- _Collected data entries_
----

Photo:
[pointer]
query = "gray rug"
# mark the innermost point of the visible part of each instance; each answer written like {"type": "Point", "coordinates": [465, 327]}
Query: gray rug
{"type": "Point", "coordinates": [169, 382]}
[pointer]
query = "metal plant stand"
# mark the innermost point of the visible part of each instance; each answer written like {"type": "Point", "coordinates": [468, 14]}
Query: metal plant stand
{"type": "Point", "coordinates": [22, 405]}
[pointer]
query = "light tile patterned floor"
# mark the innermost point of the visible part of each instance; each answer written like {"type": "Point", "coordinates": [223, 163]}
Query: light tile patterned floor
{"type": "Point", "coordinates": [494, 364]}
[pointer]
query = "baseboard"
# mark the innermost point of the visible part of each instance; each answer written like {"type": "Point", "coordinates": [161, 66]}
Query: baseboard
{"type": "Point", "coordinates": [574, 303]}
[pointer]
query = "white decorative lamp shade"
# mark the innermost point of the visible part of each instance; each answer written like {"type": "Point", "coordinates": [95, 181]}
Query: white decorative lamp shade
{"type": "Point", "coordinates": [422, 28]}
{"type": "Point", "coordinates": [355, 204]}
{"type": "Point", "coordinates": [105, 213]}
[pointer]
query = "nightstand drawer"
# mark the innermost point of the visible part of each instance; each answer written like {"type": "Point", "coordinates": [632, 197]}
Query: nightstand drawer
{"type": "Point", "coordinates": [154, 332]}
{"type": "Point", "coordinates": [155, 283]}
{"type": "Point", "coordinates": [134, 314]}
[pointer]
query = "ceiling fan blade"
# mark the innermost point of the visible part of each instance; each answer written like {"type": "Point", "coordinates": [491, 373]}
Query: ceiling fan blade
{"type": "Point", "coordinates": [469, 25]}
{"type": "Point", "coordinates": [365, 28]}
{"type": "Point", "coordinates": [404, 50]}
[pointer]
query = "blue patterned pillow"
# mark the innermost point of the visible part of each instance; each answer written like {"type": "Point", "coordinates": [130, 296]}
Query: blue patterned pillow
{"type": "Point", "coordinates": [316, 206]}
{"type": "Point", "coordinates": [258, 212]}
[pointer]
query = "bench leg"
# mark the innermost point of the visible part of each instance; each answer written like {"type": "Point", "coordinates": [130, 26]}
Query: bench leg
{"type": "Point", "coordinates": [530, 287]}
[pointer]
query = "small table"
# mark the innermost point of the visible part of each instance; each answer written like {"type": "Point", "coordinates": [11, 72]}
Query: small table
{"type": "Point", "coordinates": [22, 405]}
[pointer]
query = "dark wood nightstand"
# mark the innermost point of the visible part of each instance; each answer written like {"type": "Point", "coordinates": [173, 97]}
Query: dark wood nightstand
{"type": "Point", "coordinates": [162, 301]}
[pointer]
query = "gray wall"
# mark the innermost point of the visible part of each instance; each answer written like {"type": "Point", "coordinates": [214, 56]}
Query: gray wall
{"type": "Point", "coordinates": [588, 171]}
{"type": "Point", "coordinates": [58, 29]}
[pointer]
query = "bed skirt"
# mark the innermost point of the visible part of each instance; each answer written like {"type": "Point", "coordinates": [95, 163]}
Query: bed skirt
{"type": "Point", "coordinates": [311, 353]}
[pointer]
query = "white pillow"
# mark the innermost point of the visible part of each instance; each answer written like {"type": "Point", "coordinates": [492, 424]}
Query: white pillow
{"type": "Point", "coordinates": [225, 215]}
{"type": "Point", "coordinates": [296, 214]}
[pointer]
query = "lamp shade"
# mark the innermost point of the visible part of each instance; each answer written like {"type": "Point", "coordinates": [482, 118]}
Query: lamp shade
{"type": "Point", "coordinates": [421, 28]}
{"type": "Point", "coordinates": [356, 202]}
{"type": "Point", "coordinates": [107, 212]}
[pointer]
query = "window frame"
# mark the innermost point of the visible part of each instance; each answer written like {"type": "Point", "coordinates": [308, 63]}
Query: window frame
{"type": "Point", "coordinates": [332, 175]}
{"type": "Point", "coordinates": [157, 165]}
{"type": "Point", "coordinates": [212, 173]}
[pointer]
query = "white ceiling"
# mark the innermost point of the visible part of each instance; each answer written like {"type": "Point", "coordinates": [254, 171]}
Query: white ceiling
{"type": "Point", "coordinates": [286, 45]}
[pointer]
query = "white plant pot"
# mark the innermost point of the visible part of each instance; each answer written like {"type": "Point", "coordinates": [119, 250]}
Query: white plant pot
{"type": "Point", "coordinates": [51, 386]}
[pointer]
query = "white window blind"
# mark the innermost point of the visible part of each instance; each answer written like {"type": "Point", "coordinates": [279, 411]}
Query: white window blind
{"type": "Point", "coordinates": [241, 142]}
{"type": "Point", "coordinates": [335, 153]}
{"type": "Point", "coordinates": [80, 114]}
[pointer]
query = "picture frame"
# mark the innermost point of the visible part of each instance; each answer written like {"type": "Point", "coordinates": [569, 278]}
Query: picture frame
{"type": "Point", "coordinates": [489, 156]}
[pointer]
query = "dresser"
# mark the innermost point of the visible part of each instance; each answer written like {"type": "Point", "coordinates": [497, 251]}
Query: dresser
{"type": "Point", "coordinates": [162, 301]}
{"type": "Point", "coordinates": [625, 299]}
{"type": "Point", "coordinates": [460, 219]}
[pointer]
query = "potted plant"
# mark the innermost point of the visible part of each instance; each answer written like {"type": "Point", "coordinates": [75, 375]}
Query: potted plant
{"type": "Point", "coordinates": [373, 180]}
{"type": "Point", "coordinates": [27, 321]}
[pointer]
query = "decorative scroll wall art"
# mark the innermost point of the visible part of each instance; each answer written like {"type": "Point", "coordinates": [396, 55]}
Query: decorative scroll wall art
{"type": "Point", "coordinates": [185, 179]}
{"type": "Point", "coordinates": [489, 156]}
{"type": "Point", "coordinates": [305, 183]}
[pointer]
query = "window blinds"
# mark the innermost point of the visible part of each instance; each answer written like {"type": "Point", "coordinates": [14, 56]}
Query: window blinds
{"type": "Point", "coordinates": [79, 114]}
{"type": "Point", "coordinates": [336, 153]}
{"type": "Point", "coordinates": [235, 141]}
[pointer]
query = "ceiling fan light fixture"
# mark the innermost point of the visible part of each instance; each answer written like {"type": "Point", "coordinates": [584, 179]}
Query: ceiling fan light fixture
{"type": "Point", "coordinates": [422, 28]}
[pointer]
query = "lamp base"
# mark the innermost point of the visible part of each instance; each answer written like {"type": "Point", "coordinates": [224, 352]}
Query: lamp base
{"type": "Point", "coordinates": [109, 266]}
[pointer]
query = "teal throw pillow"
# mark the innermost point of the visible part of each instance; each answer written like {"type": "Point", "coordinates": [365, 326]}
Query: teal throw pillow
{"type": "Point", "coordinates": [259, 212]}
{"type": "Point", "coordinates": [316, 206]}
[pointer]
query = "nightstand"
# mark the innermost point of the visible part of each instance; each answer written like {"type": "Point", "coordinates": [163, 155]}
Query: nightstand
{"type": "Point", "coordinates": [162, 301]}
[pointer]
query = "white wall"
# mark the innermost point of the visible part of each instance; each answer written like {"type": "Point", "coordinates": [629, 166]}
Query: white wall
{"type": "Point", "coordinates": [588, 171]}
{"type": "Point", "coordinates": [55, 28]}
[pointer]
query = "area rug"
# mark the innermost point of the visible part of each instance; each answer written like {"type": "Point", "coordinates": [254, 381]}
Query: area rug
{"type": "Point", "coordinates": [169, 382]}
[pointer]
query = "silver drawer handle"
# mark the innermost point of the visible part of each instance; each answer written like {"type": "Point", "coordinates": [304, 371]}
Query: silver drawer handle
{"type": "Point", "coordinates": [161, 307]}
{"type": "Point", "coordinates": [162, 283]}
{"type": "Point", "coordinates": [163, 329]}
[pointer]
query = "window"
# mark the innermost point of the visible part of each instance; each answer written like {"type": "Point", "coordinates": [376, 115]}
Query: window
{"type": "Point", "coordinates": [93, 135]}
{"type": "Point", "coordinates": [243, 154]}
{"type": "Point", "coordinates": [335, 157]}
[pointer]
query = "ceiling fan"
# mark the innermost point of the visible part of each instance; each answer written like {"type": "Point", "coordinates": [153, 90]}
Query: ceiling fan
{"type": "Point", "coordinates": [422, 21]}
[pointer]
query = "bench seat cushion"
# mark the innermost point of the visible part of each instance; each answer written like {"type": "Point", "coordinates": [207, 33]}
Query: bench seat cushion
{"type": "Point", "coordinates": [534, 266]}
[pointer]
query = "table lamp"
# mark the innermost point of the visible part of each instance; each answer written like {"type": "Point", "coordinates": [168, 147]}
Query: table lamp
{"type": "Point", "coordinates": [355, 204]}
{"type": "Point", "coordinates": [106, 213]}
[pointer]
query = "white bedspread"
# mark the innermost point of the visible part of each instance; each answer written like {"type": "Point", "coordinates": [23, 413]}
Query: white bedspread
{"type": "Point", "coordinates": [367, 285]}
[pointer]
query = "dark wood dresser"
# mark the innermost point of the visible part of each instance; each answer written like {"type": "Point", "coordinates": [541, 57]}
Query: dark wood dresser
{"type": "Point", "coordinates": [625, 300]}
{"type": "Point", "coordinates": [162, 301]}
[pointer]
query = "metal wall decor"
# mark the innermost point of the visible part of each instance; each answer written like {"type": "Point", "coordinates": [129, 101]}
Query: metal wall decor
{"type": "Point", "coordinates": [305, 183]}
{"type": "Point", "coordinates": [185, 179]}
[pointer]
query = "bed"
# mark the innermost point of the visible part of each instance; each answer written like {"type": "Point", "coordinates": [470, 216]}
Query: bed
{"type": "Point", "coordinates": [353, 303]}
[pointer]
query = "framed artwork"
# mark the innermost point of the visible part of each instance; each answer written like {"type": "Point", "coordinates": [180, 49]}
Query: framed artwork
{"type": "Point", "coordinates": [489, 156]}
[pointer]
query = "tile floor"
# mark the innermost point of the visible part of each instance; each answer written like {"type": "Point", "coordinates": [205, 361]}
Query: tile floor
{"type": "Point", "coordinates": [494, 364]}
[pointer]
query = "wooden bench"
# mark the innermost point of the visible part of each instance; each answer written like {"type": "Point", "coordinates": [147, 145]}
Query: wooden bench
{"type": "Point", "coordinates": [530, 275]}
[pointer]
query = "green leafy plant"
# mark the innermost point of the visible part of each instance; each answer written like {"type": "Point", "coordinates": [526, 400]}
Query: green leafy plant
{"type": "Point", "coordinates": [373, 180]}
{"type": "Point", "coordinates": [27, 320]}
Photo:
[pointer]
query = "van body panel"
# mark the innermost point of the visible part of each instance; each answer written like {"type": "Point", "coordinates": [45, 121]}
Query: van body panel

----

Identify each line of the records above that contains the word "picture", and copy every such line.

- _WRITTEN RESPONSE_
query = "picture frame"
Query: picture frame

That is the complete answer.